**OBJECTIF DE L'EXERCICE**
Relevez, dans le texte sur la forêt boréale, les essences de bois résineux énumérées entre parenthèses.

**TEXTE DE LECTURE**
------------------------------

Il y a six ans, en 1999, le poète et chansonnier abitibien Richard Desjardins présentait un documentaire-choc intitulé L’erreur boréale. Ce film était rempli d’images des « coupes à blanc » pratiquées par les entreprises dans les forêts de sapins et d’épinettes du Nord québécois. Desjardins concluait que le régime forestier en vigueur dans la forêt boréale était déficient et que le Québec était menacé de déforestation.
L’erreur boréale a eu l’effet d’une bombe dans l’opinion publique. Pour en avoir le coeur net, le gouvernement a constitué, en 2003, une commission d’étude scientifique et technique indépendante, placée sous la présidence de Guy Coulombe, administrateur d’expérience. Après le poète, on entendrait les experts forestiers et les chercheurs universitaires. La Commission d’étude sur la gestion de la forêt publique québécoise a déposé son rapport en décembre dernier. Surprise pour bien des gens: elle confirme sans détour le diagnostic de Richard Desjardins.
La commission formule quatre observations, aussi simples que fondamentales. Premièrement, depuis 15 ans, le rythme annuel des coupes s’est accéléré de 40% dans la forêt boréale. Conséquence: la nature n’est plus capable de suivre et n’arrive plus à régénérer la forêt. Les inventaires forestiers indiquent que le volume total de bois résineux (sapin, épinette, pin gris et mélèze) potentiellement récoltable sur le territoire québécois a diminué de 8% en 10 ans. La conclusion du rapport Coulombe tombe comme un couperet: «Il y a, globalement, surexploitation ligneuse des forêts du Québec.»
Deuxièmement, la qualité moyenne des arbres coupés s’est considérablement dégradée depuis 25 ans. Pour les essences résineuses, le volume de bois par tronc récolté a diminué de 35%. Dans le cas des feuillus (bouleau jaune, hêtre, chêne, noyer, etc.), on a assisté à un tel écrémage des arbres de qualité que les scieries québécoises affirment devoir maintenant importer des États-Unis presque 40% de leurs billes de sciage. Imaginez: le Québec importateur de bois!
Troisièmement, dans plusieurs régions, les peuplements récoltables sont de plus en plus éparpillés et éloignés. Les plus denses et les plus rapprochés ont été coupés en priorité. L’exploitation est constamment repoussée vers le nord. L’accès au bon bois est de plus en plus coûteux, en raison de l’éloignement et de l’insuffisance de la voirie forestière. La position concurrentielle de l’industrie québécoise du bois est en péril.
Quatrièmement, malgré les 2,5 milliards de dollars investis depuis 1980, les travaux sylvicoles de remise en production restent d’une efficacité douteuse. Leur effet véritable sur le rendement de la forêt publique n’atteint pas la moitié de ce qu’on avait espéré.
Recommandation-choc: le rapport Coulombe propose d’arrêter la déforestation du Québec en réduisant de 10% à 20% les coupes de bois résineux dans la forêt boréale. Cette mesure est urgente. Faute d’avoir agi à temps, la population de l’île de Pâques, dans le Pacifique Sud, a fini par être exterminée, au 19e siècle, après avoir stupidement abattu jusqu’au dernier de ses arbres. Plus près de nous, Terre-Neuve a vu sa population baisser de 11% depuis 1993, année où la surpêche aveugle a finalement eu raison des stocks de morue, qui avaient été le gagne-pain des habitants pendant 300 ans.

------------------------------

Données recueillies:
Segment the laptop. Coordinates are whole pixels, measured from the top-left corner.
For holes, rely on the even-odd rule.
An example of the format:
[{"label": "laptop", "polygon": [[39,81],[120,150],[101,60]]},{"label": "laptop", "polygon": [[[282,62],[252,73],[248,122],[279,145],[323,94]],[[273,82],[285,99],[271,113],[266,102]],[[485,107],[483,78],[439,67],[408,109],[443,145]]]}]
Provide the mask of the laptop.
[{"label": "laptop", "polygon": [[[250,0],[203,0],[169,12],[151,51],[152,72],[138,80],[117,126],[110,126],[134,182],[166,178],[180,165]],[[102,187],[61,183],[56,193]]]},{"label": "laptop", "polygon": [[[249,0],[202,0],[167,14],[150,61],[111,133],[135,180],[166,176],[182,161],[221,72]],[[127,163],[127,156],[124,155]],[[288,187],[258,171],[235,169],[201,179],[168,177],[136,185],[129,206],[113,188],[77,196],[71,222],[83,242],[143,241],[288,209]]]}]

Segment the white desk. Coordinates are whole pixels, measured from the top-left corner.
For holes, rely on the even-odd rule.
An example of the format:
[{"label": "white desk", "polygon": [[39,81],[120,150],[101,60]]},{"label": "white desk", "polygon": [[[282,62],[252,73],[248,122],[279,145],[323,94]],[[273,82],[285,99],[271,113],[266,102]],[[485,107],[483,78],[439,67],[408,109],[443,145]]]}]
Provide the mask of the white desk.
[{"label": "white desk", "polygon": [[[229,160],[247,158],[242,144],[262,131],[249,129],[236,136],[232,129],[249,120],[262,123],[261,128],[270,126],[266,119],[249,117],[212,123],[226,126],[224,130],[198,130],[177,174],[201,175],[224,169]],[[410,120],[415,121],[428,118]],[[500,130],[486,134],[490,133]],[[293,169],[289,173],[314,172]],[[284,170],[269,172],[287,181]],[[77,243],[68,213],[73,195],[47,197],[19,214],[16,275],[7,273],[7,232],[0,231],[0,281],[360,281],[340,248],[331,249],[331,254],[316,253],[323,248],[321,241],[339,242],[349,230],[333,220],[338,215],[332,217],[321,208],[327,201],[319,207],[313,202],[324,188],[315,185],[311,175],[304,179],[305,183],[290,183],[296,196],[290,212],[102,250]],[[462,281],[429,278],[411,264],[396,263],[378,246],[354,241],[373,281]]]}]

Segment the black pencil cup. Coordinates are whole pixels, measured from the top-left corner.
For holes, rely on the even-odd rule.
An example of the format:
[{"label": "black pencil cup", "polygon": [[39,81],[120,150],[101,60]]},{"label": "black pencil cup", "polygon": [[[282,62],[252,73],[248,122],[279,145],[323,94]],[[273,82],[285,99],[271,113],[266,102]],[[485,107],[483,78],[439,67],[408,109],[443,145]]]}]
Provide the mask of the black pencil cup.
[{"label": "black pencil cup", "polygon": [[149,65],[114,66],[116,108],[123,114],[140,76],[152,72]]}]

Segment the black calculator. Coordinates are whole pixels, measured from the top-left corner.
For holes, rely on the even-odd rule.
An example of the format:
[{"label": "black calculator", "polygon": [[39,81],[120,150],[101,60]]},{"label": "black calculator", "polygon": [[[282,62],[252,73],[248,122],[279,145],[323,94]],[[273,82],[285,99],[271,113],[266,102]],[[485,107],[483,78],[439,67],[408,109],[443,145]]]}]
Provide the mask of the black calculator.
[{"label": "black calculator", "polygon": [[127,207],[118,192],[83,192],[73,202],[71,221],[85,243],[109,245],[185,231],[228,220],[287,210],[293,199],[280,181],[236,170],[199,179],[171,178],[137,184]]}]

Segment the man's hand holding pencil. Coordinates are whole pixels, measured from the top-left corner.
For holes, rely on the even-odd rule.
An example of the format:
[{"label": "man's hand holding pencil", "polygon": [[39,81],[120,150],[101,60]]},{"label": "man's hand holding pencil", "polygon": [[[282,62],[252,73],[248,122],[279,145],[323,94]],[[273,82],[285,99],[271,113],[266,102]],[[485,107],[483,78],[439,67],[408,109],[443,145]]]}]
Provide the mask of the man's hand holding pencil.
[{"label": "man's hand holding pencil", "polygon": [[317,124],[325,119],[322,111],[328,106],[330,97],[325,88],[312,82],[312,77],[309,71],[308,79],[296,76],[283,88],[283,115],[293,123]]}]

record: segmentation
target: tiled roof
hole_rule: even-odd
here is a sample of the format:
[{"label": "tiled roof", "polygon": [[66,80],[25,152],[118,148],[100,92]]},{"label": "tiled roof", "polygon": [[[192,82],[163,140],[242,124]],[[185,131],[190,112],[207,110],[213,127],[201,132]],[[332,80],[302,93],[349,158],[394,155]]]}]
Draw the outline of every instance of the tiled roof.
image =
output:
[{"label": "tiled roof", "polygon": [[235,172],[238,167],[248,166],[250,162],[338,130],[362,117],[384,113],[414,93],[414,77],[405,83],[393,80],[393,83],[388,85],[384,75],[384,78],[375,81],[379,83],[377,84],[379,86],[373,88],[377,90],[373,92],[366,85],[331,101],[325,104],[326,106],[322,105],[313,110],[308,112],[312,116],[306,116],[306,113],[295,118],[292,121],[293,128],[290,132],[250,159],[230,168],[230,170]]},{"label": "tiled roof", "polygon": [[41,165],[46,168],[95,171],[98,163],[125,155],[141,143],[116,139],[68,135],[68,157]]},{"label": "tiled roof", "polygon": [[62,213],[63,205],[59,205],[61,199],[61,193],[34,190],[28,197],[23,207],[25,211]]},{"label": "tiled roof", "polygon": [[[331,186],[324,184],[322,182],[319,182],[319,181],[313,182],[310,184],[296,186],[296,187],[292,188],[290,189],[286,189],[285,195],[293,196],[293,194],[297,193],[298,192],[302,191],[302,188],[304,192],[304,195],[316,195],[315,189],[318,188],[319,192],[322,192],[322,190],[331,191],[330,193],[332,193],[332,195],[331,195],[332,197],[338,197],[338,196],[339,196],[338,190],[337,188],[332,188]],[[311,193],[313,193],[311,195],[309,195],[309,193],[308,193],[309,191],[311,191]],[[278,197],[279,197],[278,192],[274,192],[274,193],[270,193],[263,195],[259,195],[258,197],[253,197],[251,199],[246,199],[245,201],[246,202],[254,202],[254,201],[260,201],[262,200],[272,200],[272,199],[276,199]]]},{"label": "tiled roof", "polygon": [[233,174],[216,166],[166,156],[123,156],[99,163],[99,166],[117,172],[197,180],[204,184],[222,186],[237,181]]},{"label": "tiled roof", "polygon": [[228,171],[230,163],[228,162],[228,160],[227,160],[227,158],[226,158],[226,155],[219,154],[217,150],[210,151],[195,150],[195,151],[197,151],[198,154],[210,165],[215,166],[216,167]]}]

------------------------------

**CORRIGÉ DE L'EXERCICE**
Le sapin, l'épinette, le pin gris et le mélèze.